▶ _Task objective_: Print the range of lines that opens with the line containing "Where can the downspout" and closes with the last line of the listing. Include both ends; print nothing more.

(Pointing and labeling entries)
:::::

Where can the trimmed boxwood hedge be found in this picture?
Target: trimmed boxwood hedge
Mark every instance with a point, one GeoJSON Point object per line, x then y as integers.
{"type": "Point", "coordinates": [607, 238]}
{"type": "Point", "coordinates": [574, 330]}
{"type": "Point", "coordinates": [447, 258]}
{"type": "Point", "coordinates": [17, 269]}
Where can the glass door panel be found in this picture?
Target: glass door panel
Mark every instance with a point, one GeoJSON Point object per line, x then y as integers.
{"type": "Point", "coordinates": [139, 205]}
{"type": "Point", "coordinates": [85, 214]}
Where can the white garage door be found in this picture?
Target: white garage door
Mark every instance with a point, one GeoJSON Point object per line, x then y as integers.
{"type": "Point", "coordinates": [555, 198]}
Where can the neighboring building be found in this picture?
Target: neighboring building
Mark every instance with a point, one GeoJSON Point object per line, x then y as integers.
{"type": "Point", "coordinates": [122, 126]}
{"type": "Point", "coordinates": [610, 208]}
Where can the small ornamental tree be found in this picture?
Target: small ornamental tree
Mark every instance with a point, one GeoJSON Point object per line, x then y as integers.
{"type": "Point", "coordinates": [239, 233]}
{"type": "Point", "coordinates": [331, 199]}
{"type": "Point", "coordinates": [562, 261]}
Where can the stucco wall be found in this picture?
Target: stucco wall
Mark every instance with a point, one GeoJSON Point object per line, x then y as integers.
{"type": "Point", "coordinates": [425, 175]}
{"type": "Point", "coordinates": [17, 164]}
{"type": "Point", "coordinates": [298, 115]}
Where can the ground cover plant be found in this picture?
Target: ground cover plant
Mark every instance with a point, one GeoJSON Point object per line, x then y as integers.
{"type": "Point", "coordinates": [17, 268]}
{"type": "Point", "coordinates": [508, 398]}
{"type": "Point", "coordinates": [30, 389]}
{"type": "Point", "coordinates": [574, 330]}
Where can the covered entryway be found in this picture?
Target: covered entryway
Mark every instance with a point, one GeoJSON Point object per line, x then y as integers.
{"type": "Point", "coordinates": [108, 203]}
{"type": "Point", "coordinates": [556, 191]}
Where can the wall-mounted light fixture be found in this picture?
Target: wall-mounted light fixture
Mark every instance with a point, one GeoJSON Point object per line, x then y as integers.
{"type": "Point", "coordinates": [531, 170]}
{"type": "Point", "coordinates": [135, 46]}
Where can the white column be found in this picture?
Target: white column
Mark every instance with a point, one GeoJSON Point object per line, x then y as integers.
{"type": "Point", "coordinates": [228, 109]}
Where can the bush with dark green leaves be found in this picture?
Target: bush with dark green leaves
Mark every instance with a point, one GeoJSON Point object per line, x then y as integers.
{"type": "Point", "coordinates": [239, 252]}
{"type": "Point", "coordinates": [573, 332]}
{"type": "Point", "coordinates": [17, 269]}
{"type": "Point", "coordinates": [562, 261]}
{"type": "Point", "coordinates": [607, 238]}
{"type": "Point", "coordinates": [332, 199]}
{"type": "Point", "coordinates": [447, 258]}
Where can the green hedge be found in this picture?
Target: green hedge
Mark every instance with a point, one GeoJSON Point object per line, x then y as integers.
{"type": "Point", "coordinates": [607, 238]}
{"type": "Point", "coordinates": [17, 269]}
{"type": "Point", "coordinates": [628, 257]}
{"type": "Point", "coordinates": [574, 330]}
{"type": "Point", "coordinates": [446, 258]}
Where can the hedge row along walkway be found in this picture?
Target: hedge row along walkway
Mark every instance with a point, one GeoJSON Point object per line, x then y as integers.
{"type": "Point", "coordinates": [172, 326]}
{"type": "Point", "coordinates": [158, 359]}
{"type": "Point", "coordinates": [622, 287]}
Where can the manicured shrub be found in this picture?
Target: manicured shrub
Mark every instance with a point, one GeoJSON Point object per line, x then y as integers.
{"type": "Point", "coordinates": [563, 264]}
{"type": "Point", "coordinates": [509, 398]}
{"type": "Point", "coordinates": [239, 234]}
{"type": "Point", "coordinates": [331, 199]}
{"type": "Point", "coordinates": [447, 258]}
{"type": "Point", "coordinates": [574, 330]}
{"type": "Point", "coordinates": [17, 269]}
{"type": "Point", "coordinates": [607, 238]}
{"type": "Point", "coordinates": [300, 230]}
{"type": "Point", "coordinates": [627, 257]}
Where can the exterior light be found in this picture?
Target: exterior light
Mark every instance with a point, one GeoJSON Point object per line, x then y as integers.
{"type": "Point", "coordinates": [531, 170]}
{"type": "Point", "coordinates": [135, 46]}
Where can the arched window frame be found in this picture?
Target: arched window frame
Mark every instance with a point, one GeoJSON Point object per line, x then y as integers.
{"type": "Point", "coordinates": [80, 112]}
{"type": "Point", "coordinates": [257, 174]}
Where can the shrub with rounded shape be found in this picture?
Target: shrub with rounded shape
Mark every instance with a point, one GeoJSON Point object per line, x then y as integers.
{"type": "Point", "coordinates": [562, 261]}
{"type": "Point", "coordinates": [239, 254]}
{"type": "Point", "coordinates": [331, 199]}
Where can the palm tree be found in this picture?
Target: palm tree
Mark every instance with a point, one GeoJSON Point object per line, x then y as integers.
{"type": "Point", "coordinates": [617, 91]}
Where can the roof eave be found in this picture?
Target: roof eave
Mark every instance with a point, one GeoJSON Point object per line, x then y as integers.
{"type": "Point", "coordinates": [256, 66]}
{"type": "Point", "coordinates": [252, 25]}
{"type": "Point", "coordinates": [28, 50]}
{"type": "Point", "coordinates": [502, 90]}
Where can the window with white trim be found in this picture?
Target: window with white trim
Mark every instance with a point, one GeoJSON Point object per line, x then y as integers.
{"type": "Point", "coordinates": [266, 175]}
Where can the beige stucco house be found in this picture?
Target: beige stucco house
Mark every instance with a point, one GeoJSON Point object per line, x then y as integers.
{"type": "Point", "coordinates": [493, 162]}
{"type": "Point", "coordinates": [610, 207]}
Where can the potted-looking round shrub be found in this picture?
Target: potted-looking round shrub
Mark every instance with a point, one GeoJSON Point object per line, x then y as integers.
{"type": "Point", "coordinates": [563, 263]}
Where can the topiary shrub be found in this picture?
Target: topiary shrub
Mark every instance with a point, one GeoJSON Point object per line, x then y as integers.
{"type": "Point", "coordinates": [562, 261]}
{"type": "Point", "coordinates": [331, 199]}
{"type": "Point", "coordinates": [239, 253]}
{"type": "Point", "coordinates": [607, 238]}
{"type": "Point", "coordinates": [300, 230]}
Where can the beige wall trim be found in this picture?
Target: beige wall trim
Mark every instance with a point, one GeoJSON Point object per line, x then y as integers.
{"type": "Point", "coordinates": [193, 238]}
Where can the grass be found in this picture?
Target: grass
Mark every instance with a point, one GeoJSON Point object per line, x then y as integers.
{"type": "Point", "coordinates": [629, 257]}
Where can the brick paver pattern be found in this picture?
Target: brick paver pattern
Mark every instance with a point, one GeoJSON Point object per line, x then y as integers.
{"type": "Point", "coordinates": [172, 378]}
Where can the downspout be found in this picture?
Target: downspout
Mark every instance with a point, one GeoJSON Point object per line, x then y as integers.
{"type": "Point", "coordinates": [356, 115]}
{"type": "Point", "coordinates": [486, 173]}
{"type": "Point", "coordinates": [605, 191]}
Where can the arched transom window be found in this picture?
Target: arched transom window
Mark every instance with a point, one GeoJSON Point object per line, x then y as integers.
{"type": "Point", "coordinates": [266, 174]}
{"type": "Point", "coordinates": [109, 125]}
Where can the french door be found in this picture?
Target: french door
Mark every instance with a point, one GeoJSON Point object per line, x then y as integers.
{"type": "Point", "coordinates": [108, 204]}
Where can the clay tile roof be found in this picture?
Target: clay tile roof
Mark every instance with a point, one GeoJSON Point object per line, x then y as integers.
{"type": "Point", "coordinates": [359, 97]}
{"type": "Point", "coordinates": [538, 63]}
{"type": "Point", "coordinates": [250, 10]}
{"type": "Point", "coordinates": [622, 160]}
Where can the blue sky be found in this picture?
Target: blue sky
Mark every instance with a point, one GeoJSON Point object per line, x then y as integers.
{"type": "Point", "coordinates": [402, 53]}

:::::

▶ _Response to this task_:
Where can the downspout be found in this picture?
Target: downspout
Mark every instance with a point, one GeoJSON Point object per line, x then y as integers.
{"type": "Point", "coordinates": [356, 115]}
{"type": "Point", "coordinates": [486, 173]}
{"type": "Point", "coordinates": [605, 191]}
Where can the arched transom window be found in this picture?
Target: arched transom window
Mark every instance with a point, one GeoJSON Point object per line, x then y as integers.
{"type": "Point", "coordinates": [266, 174]}
{"type": "Point", "coordinates": [109, 125]}
Where can the french door be found in this picture?
Target: french door
Mark every instance with a point, one GeoJSON Point object per line, x then y as integers.
{"type": "Point", "coordinates": [108, 204]}
Where can the clay tile roof be found in this picture?
Target: clay tile roof
Mark every instance with a point, one GeoJSON Point object per line, x then y as integers.
{"type": "Point", "coordinates": [359, 97]}
{"type": "Point", "coordinates": [538, 63]}
{"type": "Point", "coordinates": [250, 10]}
{"type": "Point", "coordinates": [622, 160]}
Where can the blue sky be found in this picture?
Target: blue sky
Mark every instance with a point, one GeoJSON Point object per line, x then y as integers.
{"type": "Point", "coordinates": [402, 53]}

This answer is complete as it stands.